+++ Stored rows +++

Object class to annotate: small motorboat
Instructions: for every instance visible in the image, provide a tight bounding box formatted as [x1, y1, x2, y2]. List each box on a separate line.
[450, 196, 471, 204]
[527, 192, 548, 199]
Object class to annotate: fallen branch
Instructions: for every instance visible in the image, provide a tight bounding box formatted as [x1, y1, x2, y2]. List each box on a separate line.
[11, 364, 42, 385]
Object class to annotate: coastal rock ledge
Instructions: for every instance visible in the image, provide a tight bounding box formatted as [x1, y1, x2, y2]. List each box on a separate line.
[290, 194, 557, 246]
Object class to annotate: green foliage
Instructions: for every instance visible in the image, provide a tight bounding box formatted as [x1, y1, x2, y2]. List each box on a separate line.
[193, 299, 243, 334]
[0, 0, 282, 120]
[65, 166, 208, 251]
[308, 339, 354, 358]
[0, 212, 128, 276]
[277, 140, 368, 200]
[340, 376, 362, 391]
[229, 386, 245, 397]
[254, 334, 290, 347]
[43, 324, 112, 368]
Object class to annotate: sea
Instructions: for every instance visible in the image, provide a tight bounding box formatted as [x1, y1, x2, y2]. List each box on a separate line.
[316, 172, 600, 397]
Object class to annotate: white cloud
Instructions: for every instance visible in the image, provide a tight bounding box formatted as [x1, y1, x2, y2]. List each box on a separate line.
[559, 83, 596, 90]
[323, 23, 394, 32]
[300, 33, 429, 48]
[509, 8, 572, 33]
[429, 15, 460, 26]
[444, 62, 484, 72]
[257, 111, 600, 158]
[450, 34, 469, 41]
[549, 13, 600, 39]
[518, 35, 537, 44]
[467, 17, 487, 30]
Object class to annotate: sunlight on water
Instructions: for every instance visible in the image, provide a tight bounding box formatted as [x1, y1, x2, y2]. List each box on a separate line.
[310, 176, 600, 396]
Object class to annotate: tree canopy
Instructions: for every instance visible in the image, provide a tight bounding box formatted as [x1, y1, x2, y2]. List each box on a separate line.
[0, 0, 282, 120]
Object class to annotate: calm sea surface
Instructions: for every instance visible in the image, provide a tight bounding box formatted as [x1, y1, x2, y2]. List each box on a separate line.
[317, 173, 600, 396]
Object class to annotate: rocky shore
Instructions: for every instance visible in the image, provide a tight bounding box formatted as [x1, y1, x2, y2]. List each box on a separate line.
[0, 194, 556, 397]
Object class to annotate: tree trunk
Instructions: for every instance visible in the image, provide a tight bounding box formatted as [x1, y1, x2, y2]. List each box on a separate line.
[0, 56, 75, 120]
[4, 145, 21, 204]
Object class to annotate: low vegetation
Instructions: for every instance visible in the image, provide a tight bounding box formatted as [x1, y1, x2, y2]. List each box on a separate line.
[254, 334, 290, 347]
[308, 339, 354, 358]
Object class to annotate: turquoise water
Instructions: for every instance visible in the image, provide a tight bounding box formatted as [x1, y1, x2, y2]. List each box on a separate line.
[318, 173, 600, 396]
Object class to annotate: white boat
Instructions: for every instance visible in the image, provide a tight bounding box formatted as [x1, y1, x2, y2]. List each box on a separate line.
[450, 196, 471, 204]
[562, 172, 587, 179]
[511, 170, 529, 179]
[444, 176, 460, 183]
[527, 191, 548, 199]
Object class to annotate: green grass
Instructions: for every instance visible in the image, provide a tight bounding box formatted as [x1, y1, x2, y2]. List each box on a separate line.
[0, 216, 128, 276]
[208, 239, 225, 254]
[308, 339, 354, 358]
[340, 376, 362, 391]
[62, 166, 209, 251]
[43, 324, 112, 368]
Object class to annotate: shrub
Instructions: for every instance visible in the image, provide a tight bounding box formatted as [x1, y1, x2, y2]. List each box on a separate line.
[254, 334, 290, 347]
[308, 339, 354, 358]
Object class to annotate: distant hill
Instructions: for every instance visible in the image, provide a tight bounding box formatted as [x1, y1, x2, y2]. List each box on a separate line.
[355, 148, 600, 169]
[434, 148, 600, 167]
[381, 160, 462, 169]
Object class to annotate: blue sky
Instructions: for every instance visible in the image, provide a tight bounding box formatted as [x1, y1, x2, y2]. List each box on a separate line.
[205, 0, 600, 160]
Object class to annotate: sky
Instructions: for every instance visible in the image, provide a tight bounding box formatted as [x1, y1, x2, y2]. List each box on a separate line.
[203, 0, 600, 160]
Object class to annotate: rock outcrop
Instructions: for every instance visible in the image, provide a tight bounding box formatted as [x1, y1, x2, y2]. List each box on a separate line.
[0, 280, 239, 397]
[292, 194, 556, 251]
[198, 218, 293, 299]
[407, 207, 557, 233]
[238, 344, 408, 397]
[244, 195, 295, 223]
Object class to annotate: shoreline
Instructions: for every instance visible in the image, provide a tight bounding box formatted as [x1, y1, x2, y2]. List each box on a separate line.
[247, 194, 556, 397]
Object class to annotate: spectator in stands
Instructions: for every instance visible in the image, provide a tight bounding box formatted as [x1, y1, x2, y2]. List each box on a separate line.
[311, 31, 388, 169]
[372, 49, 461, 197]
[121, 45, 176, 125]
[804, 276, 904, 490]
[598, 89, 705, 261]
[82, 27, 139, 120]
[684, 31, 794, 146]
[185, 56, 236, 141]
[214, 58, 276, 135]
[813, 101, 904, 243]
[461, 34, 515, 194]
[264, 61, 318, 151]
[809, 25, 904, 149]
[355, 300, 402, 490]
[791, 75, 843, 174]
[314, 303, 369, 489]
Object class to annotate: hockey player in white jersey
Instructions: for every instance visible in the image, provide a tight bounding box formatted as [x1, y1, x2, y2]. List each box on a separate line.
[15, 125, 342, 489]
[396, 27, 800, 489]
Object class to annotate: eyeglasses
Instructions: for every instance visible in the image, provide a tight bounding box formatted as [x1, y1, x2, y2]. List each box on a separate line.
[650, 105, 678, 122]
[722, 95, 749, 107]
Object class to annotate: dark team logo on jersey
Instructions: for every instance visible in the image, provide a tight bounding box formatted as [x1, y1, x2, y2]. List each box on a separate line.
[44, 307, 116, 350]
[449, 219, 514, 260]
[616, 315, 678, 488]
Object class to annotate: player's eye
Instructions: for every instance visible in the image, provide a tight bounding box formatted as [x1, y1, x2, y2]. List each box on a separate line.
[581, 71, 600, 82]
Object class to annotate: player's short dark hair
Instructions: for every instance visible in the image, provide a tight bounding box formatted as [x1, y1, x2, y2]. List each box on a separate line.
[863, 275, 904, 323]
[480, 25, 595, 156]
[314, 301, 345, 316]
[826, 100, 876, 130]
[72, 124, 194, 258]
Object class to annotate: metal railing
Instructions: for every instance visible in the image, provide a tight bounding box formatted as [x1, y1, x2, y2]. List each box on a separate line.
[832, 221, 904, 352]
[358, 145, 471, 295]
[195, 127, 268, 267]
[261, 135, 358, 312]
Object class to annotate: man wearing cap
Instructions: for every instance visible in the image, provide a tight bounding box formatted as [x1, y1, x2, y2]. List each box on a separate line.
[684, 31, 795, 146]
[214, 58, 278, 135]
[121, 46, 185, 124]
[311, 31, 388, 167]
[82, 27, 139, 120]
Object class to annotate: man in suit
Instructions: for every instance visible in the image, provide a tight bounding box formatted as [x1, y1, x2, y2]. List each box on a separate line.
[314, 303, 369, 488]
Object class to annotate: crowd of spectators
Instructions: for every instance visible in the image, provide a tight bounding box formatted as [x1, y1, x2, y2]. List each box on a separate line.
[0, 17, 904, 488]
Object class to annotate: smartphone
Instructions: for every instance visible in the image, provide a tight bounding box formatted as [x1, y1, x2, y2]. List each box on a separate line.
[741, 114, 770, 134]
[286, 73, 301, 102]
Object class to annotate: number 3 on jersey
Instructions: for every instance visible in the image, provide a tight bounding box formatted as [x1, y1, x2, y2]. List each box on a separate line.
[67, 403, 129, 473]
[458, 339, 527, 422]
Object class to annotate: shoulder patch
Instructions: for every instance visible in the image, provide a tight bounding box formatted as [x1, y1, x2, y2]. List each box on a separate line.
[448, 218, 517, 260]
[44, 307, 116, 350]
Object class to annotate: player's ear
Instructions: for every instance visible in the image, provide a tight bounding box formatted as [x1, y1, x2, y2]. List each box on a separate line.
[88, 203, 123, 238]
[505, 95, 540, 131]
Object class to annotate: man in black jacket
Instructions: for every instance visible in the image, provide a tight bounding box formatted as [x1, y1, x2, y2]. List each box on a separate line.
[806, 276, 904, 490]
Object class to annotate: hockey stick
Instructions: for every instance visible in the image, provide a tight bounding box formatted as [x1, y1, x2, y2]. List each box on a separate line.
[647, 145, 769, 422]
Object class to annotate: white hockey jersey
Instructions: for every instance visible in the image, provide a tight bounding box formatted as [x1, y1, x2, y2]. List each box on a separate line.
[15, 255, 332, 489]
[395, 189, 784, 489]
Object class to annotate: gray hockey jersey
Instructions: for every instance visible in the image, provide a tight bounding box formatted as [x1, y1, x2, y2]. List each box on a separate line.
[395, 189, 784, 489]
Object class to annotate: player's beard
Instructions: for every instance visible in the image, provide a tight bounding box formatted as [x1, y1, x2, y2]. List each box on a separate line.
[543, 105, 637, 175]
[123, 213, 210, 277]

+++

Put the lines of the records above into a JSON list of strings, one string per line with blank lines left out, starting at the line that contains "Object class to annotate: tree canopy" and ending at the line that contains "[527, 191, 548, 199]", both included.

● **Solved exercise**:
[
  "Object class to annotate: tree canopy",
  "Instructions: for every instance visible in the image, provide a tight bounding box formatted as [x1, y1, x2, y2]. List each box on a separate line.",
  "[0, 0, 282, 120]",
  "Object class to annotate: calm sea surface",
  "Instructions: for every instance visible in the image, provide a tight bounding box formatted as [x1, y1, x2, y2]. List each box on a separate line.",
  "[317, 173, 600, 396]",
  "Object class to annotate: rocky shore",
  "Instructions: for every instance visible in the image, provide a tight bounding box formatted as [x1, y1, x2, y2]. List each box on a separate line.",
  "[0, 194, 556, 397]",
  "Object class to annotate: tree trunk",
  "Instructions: for every instance visible in the image, provide a tight bounding box formatted as [x1, y1, x2, y2]. List each box on a separate line.",
  "[0, 56, 75, 120]",
  "[4, 145, 21, 204]",
  "Object class to annotate: low vegetation",
  "Instructions: for every instance visible in the image, provide a tight bounding box formatted as [x1, y1, x2, y2]. List each box on a separate line.",
  "[254, 334, 290, 347]",
  "[308, 339, 354, 358]",
  "Object class to annotate: turquoise water",
  "Instructions: for every instance visible in the image, provide a tight bounding box formatted as [x1, y1, x2, y2]. List each box on a separate line.",
  "[318, 173, 600, 396]",
  "Object class to annotate: white boat",
  "Instructions: for every instance visible in the image, provide a tight bounding box formatted as [x1, y1, x2, y2]. List each box on a separate line.",
  "[450, 196, 471, 204]",
  "[562, 172, 587, 179]",
  "[511, 170, 529, 179]",
  "[444, 176, 460, 183]",
  "[527, 191, 548, 199]"
]